*What is required:* Write out the data in full, exactly as shown.

Dataset records

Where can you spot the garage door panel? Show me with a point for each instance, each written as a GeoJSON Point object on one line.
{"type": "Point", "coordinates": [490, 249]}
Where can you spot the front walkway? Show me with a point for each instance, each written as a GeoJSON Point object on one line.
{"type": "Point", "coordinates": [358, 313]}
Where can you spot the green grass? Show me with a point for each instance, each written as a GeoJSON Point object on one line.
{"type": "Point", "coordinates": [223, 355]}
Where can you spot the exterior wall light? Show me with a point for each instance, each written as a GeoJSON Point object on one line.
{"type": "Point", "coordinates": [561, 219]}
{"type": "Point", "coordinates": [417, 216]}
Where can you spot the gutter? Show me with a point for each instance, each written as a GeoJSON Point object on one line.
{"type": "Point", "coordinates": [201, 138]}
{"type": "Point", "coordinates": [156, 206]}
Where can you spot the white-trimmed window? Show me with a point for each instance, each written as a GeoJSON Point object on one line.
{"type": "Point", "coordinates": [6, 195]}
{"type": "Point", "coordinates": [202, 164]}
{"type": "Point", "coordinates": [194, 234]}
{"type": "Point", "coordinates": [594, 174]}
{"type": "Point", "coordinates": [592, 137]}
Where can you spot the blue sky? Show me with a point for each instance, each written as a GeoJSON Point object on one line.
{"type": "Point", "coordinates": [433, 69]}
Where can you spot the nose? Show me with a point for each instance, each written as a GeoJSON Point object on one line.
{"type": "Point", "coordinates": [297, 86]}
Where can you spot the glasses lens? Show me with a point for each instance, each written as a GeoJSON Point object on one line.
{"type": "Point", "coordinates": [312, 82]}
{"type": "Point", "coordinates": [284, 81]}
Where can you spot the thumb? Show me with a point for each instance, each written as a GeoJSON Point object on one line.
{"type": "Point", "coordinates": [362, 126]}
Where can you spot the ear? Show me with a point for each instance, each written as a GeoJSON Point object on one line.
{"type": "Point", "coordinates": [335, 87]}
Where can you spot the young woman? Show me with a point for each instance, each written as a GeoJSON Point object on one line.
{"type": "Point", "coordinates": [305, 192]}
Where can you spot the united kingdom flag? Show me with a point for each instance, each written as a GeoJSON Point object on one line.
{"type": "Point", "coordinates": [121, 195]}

*Exercise result:*
Where can you spot the garage door panel? Show me with a point for each instance, each written as a GeoJSON Point object on one line.
{"type": "Point", "coordinates": [490, 249]}
Where can you spot the front walkway? Show me with a point for each instance, each written as a GeoJSON Point object on one line.
{"type": "Point", "coordinates": [358, 313]}
Where can you spot the green grass? Show me with a point for each instance, each written as a GeoJSON Point object on one line.
{"type": "Point", "coordinates": [223, 355]}
Where can you spot the exterior wall light? Show me with a point for each instance, each written as a GeoJSON Point object on one line.
{"type": "Point", "coordinates": [561, 219]}
{"type": "Point", "coordinates": [417, 216]}
Where can you spot the gutter? Show me with a point for each instance, each written as a GeoJSON Point object on one line.
{"type": "Point", "coordinates": [201, 138]}
{"type": "Point", "coordinates": [156, 206]}
Where can you spot the white-trimmed window? Show me with a point for each instance, each written as a GeoJSON Point object on one line.
{"type": "Point", "coordinates": [6, 195]}
{"type": "Point", "coordinates": [202, 164]}
{"type": "Point", "coordinates": [194, 234]}
{"type": "Point", "coordinates": [594, 174]}
{"type": "Point", "coordinates": [592, 137]}
Where can you spot the blue sky? Show me with a point for each instance, each written as a GeoJSON Point object on one line.
{"type": "Point", "coordinates": [433, 69]}
Where can you spot the nose? Show me with a point for each instance, each written as a GeoJSON Point object on one line.
{"type": "Point", "coordinates": [297, 86]}
Where can you spot the glasses lens? Show me with a point for each instance, each written as a GeoJSON Point object on one line.
{"type": "Point", "coordinates": [312, 82]}
{"type": "Point", "coordinates": [284, 81]}
Where can you spot the thumb? Show me with a point for each instance, each written as a GeoJSON Point object on one line.
{"type": "Point", "coordinates": [362, 126]}
Where can you spot the ear? Show me with a point for each instance, each written as a GeoJSON Point object on one line.
{"type": "Point", "coordinates": [335, 87]}
Where can you spot the young woman? Show me with a point for each instance, each written as a GeoJSON Point object on one line.
{"type": "Point", "coordinates": [305, 192]}
Where can you spot the united kingdom flag? Show me with a point for each instance, each written as a GeoJSON Point object on one line.
{"type": "Point", "coordinates": [121, 195]}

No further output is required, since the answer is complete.